:: TEXT PROVIDED

The Indian pharma is not the space to look at when discussing job creation in the country over the past four years. The sector, where the bulk of major players look to the US as the biggest market to drive revenues, is coping with its unique challenges in the market. Multiple factors have contributed to the cost pressures faced by leading players in the sector. For instance, channel consolidation (acquisition and merger between wholesalers and chains sourcing generic drugs) has given them tremendous bargaining power that raises the prices of drugs.
There is also the dimension of increased competition with new entrants joining in to tap the same market. In fact, many Indian companies are today competing with each other on the US soil. Then, there is also the component of regulatory overhang, with some of the companies being pulled up by the US drug regulator and import alerts being imposed impacting the future supply plans of some of the companies. Though some are getting over this as the import curbs are being lifted. There have also been disruptions in the domestic market, too, following the shift to the Goods and Services Tax (GST) but for the pharma sector, it is really the global pressures that have impacted the cost dynamics of its players, especially some of the leading players.
"The pharma sector, as a whole, is going through a period of consolidation after a long period of expansion-almost a decade of growth with many companies growing far beyond their original sizes,'' says G V Prasad, co-chairman and CEO of Dr Reddy's.
Today, he sees many in the pharma industry looking at cost as a driver for profit and not growth. Anyone who has looked a Dr Reddy's over the past few years would notice that the company has hardly added its headcount in the last three years and has instead reduced marginally.
A leader from another pharma company, who did not wish to be identified said, manpower costs typically make for about 15-20 per cent of total revenues for a pharma company and in the current scenario any cost reduction could go a long way to improve margins. And, it is not just about the headcount as unprofitable businesses are being closed down and unprofitable regions are being rationalised. But, as for jobs, the reductions have apparently happened in the sector across all the three crucial areas of research and development (R&D), manufacturing and front-end, though the most significant difference would be noticed in manufacturing.
Some, however, talk of all-around headcount addition. For example, Zydus Cadila, talks of an increase in headcount from 16,682 in 2015 to 23,509 in 2019 with the bulk of the additions happening in manufacturing, quality and R&D. It is not alone. Even, Glenmark has in the last five years added headcount from over 11,000 to over 13,000 and this is despite pressures in the US market although those in the industry, who have looked at the company closely, say, Glenmark has been able to manage an increase in headcount albeit by lowering the intensity in its headcount addition. For instance, as against around 1000 odd additions it would make per year, it would be adding a few hundred.
But then, other than those in the small molecule space, those dealing with large molecules like biosimilars talk of growth drivers in the global markets. Talk to Kiran Mazumdar-Shaw, the chairperson and managing director of Biocon, and she is quite upbeat and says the company's biologics business is just beginning to take off and will have a huge capacity need. In terms of total headcount, the company has been adding around 10 per cent every year.

::::

WHAT TO DO
Copy the text about Indian pharma jobs word for word, between "There is also the dimension" and "the leading players.", inclusive.

:: INFORMATION SHOWN

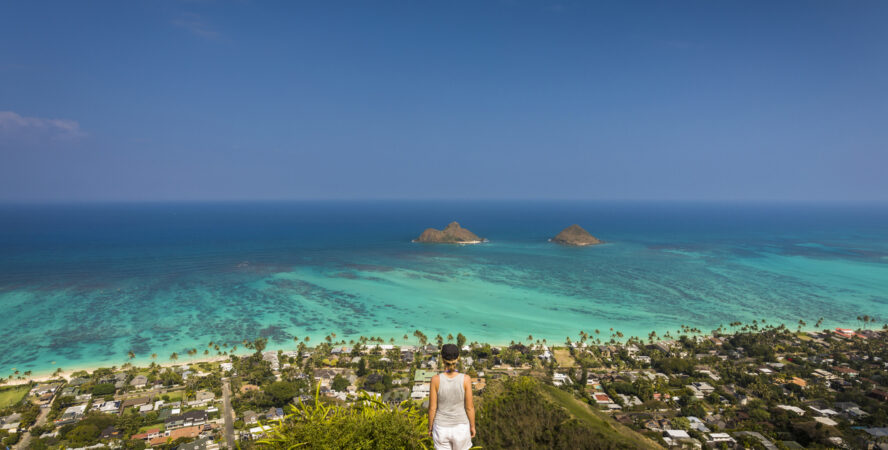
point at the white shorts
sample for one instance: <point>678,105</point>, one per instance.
<point>458,437</point>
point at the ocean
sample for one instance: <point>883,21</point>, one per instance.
<point>83,284</point>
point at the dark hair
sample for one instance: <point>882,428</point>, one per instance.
<point>450,352</point>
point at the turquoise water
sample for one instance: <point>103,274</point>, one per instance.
<point>82,285</point>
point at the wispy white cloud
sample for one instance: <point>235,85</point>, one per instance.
<point>13,124</point>
<point>194,24</point>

::::

WRITTEN ANSWER
There is also the dimension of increased competition with new entrants joining in to tap the same market. In fact, many Indian companies are today competing with each other on the US soil. Then, there is also the component of regulatory overhang, with some of the companies being pulled up by the US drug regulator and import alerts being imposed impacting the future supply plans of some of the companies. Though some are getting over this as the import curbs are being lifted. There have also been disruptions in the domestic market, too, following the shift to the Goods and Services Tax (GST) but for the pharma sector, it is really the global pressures that have impacted the cost dynamics of its players, especially some of the leading players.